▶ **WRITTEN REQUEST**: Transcribe verbatim the part of the listing below that starts at the line containing "the tower dome?" and ends with the final line of the listing, including both of those lines.

▶ **WORKING DATA**:
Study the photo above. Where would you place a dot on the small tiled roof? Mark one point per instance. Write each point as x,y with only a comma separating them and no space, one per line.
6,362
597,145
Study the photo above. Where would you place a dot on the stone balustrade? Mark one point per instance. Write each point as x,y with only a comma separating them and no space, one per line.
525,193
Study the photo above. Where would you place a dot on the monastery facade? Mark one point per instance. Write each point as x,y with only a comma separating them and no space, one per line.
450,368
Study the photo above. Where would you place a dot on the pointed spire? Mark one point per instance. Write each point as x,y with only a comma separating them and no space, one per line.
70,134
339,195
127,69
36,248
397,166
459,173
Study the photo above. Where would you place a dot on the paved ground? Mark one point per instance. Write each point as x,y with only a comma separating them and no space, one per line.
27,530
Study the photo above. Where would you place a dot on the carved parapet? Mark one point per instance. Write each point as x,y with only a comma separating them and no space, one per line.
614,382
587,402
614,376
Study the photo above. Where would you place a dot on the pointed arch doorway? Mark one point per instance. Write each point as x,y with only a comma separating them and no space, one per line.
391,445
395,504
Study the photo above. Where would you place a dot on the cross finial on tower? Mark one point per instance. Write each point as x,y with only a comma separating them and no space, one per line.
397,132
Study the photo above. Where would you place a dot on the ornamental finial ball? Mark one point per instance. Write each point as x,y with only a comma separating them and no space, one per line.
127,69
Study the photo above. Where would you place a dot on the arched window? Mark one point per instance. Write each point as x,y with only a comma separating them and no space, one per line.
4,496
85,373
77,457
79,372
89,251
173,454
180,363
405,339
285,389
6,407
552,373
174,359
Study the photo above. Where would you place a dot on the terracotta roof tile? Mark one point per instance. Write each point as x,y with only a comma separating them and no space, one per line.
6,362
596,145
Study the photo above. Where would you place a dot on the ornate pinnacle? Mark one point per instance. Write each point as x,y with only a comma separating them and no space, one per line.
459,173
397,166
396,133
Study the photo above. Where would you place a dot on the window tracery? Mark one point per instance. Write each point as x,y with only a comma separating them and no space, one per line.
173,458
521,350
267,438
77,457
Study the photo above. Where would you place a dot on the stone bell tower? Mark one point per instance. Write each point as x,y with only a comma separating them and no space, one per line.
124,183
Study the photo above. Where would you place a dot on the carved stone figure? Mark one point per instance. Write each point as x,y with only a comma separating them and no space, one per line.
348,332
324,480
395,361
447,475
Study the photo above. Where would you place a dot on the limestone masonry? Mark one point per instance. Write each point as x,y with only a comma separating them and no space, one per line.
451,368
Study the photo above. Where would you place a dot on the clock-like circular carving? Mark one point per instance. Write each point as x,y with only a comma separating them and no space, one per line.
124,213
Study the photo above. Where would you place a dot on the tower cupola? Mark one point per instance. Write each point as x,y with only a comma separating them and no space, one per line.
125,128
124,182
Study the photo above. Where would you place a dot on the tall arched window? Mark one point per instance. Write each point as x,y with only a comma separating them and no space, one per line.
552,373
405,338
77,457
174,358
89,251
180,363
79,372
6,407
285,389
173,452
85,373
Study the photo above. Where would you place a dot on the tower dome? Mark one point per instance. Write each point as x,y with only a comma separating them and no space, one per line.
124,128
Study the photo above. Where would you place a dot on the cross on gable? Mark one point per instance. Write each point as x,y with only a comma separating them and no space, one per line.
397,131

▶ **RESPONSE FOR THIS EXERCISE**:
Study the photo above. Where would you place a dot on the tower dome? Mark one point per instance. Write each point as x,y with only a comma separating them and no space, one per line.
124,128
Study the photo above. Where would you place a dot on the cross on gable? Mark one point per instance. Write each point as x,y with only a comma separating them and no space, one per line.
397,131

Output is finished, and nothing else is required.